Aim | Please convert the rows below, from the start through the line holding "[(512, 109), (578, 622)]", inclusive, into a two-column CSV with the header task_text,answer_points. Give one line for each row, with its wording and its answer each in a single quoted field and any line breaks turned into spaces.

Input data |
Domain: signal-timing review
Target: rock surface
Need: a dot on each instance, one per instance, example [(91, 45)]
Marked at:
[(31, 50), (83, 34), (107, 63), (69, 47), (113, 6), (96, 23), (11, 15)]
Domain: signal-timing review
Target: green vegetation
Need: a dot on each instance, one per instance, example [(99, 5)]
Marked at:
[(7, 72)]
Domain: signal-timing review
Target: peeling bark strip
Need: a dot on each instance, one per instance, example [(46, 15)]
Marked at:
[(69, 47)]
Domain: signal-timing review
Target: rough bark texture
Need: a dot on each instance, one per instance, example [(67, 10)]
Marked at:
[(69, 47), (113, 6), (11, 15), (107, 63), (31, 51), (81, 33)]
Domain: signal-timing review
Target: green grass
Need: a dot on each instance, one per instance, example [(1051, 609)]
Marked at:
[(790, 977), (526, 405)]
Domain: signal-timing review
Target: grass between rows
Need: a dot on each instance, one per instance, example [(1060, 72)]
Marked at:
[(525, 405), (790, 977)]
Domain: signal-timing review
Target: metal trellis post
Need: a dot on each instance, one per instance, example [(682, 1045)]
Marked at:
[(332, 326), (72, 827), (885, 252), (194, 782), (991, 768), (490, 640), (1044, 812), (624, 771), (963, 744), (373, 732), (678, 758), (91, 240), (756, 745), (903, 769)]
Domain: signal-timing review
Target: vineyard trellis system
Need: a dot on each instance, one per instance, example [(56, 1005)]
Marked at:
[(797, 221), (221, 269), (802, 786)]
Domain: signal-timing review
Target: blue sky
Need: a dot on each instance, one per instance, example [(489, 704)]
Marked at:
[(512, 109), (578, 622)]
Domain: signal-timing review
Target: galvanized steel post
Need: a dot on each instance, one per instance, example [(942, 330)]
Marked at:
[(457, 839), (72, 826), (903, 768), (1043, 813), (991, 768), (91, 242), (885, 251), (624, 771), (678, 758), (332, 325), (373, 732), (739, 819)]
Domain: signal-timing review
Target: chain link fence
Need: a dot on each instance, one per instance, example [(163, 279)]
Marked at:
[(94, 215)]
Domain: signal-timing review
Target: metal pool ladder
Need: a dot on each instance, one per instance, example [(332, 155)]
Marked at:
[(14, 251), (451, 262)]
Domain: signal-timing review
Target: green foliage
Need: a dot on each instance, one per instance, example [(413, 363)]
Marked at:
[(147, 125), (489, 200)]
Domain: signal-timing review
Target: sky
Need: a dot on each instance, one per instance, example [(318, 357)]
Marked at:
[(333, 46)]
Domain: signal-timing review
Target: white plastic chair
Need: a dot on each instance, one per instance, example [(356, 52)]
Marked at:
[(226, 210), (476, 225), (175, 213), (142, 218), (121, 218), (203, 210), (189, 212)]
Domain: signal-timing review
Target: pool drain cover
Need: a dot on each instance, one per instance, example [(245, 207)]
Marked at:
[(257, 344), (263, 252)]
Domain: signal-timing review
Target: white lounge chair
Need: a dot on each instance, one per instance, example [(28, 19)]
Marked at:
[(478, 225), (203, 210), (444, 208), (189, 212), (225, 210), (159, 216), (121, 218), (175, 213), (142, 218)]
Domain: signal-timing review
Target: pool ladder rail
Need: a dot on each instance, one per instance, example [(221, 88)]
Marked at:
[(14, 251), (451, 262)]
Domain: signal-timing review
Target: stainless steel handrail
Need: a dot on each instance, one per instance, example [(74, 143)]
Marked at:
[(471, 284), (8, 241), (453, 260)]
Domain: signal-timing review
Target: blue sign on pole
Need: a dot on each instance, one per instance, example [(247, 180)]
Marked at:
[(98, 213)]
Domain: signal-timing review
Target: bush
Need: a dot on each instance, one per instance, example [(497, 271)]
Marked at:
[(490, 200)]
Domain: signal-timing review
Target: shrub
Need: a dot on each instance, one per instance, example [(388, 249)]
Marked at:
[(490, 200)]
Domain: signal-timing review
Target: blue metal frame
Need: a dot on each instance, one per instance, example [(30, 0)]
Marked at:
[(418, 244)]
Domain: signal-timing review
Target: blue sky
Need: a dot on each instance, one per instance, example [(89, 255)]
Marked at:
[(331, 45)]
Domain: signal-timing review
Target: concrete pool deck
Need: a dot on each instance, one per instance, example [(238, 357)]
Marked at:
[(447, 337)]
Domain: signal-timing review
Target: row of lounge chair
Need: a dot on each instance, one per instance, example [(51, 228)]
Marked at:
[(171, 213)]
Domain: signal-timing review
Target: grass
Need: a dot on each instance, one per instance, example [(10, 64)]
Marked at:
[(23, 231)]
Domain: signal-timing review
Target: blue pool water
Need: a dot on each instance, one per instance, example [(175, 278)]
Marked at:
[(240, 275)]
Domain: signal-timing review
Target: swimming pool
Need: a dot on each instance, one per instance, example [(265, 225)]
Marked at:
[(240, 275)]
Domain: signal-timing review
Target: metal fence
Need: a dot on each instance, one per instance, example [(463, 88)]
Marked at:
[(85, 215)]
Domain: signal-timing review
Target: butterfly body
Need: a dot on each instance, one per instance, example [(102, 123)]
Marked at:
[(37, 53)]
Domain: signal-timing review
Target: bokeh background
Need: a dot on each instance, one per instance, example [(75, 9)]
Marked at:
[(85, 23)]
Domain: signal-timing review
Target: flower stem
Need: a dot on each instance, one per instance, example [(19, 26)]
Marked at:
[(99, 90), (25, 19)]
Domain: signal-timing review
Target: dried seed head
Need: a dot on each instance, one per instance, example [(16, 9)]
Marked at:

Final answer |
task_text,answer_points
"Domain: signal-timing review Target: rock surface Need: a dot on each instance, one per instance, example [(91, 45)] Marked at:","[(31, 50), (83, 34), (107, 63), (69, 47), (113, 6), (96, 23), (11, 15)]"
"Domain: signal-timing review Target: green vegetation Need: a dot on each instance, one per instance, example [(99, 5)] Marked at:","[(7, 72)]"
"Domain: signal-timing review Target: peeling bark strip Need: a dot on each instance, one per instance, example [(46, 15)] Marked at:","[(69, 47)]"
"Domain: signal-timing review Target: rough bark texture Need: a dot on each instance, one per instance, example [(67, 10)] Marked at:","[(69, 47), (113, 6), (11, 15), (107, 63), (31, 51), (81, 33)]"
"Domain: signal-timing review Target: green grass Need: a dot on each instance, one per instance, example [(1051, 609)] Marked at:","[(790, 977), (526, 405)]"
"Domain: signal-timing review Target: grass between rows Need: a dot on each instance, one per instance, example [(1060, 72)] Marked at:","[(525, 405), (790, 977)]"
"Domain: signal-timing review Target: metal trellis post Need: a dot on each instance, one per instance, example [(682, 1045)] Marked at:","[(332, 326), (72, 827), (885, 252), (194, 782), (991, 768), (490, 640), (1044, 812), (624, 771), (963, 744), (373, 732), (678, 758), (91, 240), (756, 745), (903, 769)]"
"Domain: signal-timing review Target: vineyard trellis system Need: a dot on each instance, one per instance, example [(56, 1005)] Marked at:","[(797, 221), (221, 269), (802, 786)]"
"Domain: signal-timing review Target: blue sky Need: a dot on each instance, one per instance, example [(489, 704)] Marked at:","[(512, 109), (578, 622)]"